- **The task**
Transcribe the records in full, keeping every word exactly as given.

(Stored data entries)
──────────

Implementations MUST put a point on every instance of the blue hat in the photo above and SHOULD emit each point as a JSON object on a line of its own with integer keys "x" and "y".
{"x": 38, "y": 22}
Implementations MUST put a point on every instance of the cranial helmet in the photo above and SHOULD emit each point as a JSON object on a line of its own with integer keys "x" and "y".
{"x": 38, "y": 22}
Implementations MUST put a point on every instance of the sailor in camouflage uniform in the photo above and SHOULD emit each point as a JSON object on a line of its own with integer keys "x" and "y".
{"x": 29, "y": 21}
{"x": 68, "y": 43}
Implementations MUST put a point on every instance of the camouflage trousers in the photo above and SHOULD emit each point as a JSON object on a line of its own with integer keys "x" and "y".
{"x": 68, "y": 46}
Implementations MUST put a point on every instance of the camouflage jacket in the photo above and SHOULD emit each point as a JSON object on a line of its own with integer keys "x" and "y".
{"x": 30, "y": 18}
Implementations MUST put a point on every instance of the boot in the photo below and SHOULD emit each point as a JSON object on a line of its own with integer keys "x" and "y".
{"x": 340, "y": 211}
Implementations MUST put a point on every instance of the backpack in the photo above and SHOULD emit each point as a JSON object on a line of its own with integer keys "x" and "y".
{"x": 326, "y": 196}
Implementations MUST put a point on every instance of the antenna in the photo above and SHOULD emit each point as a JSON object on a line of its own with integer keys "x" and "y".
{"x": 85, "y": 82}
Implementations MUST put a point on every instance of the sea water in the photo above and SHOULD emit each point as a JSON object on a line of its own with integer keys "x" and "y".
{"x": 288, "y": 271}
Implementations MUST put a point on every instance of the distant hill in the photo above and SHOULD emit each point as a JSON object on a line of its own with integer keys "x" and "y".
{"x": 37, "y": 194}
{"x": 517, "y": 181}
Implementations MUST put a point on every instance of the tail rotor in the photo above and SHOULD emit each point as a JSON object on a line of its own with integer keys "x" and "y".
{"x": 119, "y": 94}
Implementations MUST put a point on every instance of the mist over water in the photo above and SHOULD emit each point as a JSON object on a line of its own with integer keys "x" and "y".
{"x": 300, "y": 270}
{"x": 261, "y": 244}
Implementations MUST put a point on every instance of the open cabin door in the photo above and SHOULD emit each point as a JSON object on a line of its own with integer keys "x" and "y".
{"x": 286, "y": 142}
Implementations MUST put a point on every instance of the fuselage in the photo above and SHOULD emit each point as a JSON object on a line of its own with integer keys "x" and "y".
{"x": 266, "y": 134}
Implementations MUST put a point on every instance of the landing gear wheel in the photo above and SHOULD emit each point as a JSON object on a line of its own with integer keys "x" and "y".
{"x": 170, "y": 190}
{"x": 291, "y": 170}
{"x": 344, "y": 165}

──────────

- **Output**
Implementations MUST put a point on every instance of the blue hat in the photo above and SHOULD emit each point as a JSON object on a line of its own with integer keys "x" and "y".
{"x": 38, "y": 22}
Implementations MUST put a point on every instance of the cranial helmet in the photo above and SHOULD emit each point as a JSON object on a line of its own with integer keys "x" and "y".
{"x": 38, "y": 22}
Implementations MUST put a point on every instance of the sailor in camouflage uniform in the photo above and SHOULD emit each point as a JSON object on a line of its own with integer keys "x" and "y".
{"x": 29, "y": 21}
{"x": 68, "y": 43}
Implementations MUST put a point on every instance of the camouflage trousers in the photo above and SHOULD emit each point as a JSON object on a line of its own with integer keys "x" and "y".
{"x": 68, "y": 46}
Implementations MUST put a point on every instance of the camouflage jacket in the photo above and SHOULD emit each point as a JSON object on a line of its own with integer keys "x" and "y".
{"x": 30, "y": 18}
Implementations MUST put a point on every instance of the boot in the photo below and SHOULD emit each point as a JSON object on a line of its own with integer keys "x" and "y".
{"x": 340, "y": 211}
Implementations MUST put a point on every instance of the backpack in the photo above and SHOULD emit each point as a JSON object on a line of its own with integer keys "x" and "y".
{"x": 326, "y": 196}
Implementations MUST put a point on every instance of the antenna in the photo above and SHOULD emit each point as a JSON object on a line of its own with integer keys "x" and "y".
{"x": 85, "y": 82}
Implementations MUST put a point on every instance of the sea water in the photo above and SHOULD emit each point as a JSON object on a line of its own with integer keys "x" and "y".
{"x": 288, "y": 271}
Implementations MUST put a point on every instance of the distant hill in the photo above and SHOULD emit each point as a JSON object on a line of its own with integer keys "x" and "y".
{"x": 37, "y": 194}
{"x": 517, "y": 181}
Implementations MUST put a point on every instance of the tail rotor in the photo above and SHOULD emit each point as a JSON object on a line of its own with integer keys "x" and "y".
{"x": 119, "y": 94}
Implementations MUST put a point on every instance of the mist over water in the photo above and SHOULD emit each point as a JSON object on a line of its own with integer keys "x" and "y".
{"x": 300, "y": 270}
{"x": 261, "y": 244}
Implementations MUST put a point on every instance of the open cabin door in the photo above and SHOULD emit each point as a JSON object on a line of its own with integer keys "x" and "y".
{"x": 286, "y": 142}
Implementations MUST put a point on every instance of the fuselage in the photo above and SHOULD emit each point as a JSON object on a line of its own with integer keys "x" and "y".
{"x": 266, "y": 134}
Implementations MUST put a point on every instance of the landing gear wheel in the photo above and SHOULD emit each point as a JSON object on a line of its own with integer keys "x" and "y".
{"x": 170, "y": 190}
{"x": 291, "y": 170}
{"x": 344, "y": 165}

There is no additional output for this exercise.